▶ [Excerpted text]:
◆ ◆ ◆ ◆ ◆

In June 2002, journalists throughout the world began to hear of the gang rape of a Pakistani woman from the impoverished village of Meerwala. The rape was ordered by a local clan known as the Mastoi and was arranged as punishment for indiscretions allegedly committed by the woman's brother. While certainly not the first account of a female body being negotiated for honor in a family, and (sadly) not the last, journalists and activists were captivated. This time the survivor had chosen to fight back, and in doing so, single-handedly changed the feminist movement in Pakistan. Her name was Mukhtar Mai, and her decision to stand up to her accusers was an act of bravery unheard of in one of the world's most adverse climates for women.

By July 2002, Mai's case was headline news in Pakistan and under international scrutiny, the government awarded her the equivalent of 8,500 U.S. dollars in compensation money (a historic settlement), and her attackers were sentenced to death. Mukhtar Mai went on to open a school for girls in an effort to ensure that future generations would not suffer, as she had, from illiteracy.

In this rousing account, Mai describes her experience and how she has since become an agent for change and a beacon of hope for oppressed women around the world. Timely and topical, In the Name of Honor is the remarkable and inspirational memoir of a woman who fought and triumphed against exceptional odds.

◆ ◆ ◆ ◆ ◆

▶ [Exercise 1]:
From the passage about Mukhtar Mai, return word for word the portion from "By July 2002, Mai's" up to and including "against exceptional odds.".
▶ [Exercise 2]:
According to the passage about Mukhtar Mai, how much compensation did the government award her?
▶ [Exercise 3]:
Extend the passage about Mukhtar Mai, picking up after its final sentence.
The records that come after this passage are not needed for any of the work here.

◆ ◆ ◆ ◆ ◆

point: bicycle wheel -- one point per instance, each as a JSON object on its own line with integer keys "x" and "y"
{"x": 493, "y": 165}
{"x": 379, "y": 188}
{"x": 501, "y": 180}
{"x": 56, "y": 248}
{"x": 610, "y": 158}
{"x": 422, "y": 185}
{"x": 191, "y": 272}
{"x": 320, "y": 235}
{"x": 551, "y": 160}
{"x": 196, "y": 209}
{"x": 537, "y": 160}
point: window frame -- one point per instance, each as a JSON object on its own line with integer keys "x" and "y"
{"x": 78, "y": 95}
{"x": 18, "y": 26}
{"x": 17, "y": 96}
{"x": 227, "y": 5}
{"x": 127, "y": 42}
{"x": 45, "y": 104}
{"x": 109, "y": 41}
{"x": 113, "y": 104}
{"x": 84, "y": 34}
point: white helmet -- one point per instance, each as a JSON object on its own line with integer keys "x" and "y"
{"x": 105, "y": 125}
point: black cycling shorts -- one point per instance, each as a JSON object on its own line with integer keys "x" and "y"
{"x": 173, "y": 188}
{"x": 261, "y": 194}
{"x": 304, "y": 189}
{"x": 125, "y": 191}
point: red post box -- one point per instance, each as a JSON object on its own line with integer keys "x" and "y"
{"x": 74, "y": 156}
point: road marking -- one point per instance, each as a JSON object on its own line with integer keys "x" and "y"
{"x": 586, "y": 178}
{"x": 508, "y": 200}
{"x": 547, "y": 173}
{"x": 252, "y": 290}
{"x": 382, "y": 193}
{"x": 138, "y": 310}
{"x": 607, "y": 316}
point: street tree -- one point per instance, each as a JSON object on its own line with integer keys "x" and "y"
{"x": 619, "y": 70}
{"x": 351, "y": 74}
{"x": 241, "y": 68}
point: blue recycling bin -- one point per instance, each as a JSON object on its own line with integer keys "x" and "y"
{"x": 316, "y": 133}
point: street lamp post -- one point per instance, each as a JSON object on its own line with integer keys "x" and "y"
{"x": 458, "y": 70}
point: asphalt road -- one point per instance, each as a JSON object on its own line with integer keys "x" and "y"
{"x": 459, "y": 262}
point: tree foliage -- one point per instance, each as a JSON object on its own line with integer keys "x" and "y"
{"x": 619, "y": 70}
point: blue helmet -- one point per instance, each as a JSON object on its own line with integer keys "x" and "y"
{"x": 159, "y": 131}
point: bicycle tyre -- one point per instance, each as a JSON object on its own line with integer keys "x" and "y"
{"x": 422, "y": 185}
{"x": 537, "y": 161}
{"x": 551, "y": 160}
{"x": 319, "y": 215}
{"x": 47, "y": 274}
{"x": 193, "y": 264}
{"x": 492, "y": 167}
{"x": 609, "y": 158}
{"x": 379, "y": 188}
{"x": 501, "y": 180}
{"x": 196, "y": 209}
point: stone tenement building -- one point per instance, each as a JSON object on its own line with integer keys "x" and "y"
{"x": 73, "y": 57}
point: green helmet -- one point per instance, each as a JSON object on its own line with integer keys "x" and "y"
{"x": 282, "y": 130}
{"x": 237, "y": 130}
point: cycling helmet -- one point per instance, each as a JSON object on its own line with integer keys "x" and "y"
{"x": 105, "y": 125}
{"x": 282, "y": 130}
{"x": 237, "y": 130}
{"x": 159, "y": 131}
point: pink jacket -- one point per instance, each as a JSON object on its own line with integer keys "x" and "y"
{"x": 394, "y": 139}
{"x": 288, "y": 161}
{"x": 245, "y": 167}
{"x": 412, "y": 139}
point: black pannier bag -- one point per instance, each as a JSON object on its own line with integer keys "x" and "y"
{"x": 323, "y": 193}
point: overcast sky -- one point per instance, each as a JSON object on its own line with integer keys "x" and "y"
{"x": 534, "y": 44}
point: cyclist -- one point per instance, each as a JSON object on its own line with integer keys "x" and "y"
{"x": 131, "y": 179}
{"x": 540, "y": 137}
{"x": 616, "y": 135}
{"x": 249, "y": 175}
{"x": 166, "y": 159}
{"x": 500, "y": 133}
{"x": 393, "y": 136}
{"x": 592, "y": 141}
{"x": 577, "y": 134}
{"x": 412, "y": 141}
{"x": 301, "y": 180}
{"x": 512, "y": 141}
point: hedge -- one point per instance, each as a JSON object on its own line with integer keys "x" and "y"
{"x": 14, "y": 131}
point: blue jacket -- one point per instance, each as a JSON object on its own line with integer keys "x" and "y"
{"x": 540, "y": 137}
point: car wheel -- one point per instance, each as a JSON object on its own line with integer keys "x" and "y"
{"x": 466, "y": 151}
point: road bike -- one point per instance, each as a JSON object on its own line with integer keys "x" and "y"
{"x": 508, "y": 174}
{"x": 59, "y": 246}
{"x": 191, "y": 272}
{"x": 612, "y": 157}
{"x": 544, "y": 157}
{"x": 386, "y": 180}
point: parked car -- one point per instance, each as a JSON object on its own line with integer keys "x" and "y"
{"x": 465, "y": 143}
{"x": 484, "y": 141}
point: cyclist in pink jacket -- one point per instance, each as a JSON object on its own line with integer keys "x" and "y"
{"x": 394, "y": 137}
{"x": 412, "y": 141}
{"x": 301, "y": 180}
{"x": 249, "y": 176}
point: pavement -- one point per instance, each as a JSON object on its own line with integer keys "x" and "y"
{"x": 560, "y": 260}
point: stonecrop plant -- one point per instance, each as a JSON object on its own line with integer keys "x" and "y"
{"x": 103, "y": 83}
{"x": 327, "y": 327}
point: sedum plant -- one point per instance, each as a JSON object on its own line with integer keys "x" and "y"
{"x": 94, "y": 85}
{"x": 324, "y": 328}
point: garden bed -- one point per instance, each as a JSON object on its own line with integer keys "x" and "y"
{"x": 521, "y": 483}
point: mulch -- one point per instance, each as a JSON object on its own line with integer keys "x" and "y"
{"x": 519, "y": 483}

◆ ◆ ◆ ◆ ◆

▶ [Final answer 1]:
By July 2002, Mai's case was headline news in Pakistan and under international scrutiny, the government awarded her the equivalent of 8,500 U.S. dollars in compensation money (a historic settlement), and her attackers were sentenced to death. Mukhtar Mai went on to open a school for girls in an effort to ensure that future generations would not suffer, as she had, from illiteracy.

In this rousing account, Mai describes her experience and how she has since become an agent for change and a beacon of hope for oppressed women around the world. Timely and topical, In the Name of Honor is the remarkable and inspirational memoir of a woman who fought and triumphed against exceptional odds.

▶ [Final answer 2]:
The equivalent of 8,500 U.S. dollars.

▶ [Final answer 3]:
Product Details

ISBN-13: 9781416542339
Publisher: Atria Books
Publication date: 10/31/2006
Sold by: SIMON & SCHUSTER
Format: eBook
Pages: 192
Sales rank: 856,662
File size: 558 KB

About the Author

Mukhtar Mai is now a leading example for women in her native country and around the globe. With her compensation money she has opened two schools in her village, one for girls and another for boys. In August 2005, she was awarded the Fatima Jinnah gold medal for bravery and courage by the Pakistani government and was named Woman of the Year by Glamour magazine. In 2006, Time magazine listed her in their issue on the 100 most influential people in the world, and she was also awarded the North-South Prize of the Council of Europe.

Read an Excerpt

The Long Road Ahead

On the night of June 22, 2002, our family reaches a decision.

I, Mukhtaran Bibi, a woman of the peasant Gujar caste, living in the village of Meerwala, will be the one to confront an influential and aggressive local clan, farmers of the powerful Mastoi caste, on behalf of my family.

My little brother Shakur is accused by the Mastois of having "spoken" to Salma, a young woman of their clan. Shakur is only twelve years old, while Salma is over twenty. We know my brother has done nothing wrong, but if the Mastois have decided otherwise, we Gujars must bow to their demands. This is the way it has always been.

My father and uncle have explained the situation to me.

"Our mullah, Abdul Razzaq, is in despair. The Mastois have the majority in the village council, and they refuse all reconciliation. They are armed. Your maternal uncle and Ramzan Pachar, a friend of the Mastois, have tried everything to calm the members of the council. We have but one last chance: a Gujar woman must appear before their clan. Among all the women of our house, we have chosen you."

"Why me?"

"The others are too young to do this. Your husband has granted you a divorce, you have no children, you teach the Koran. You are a respectable woman!"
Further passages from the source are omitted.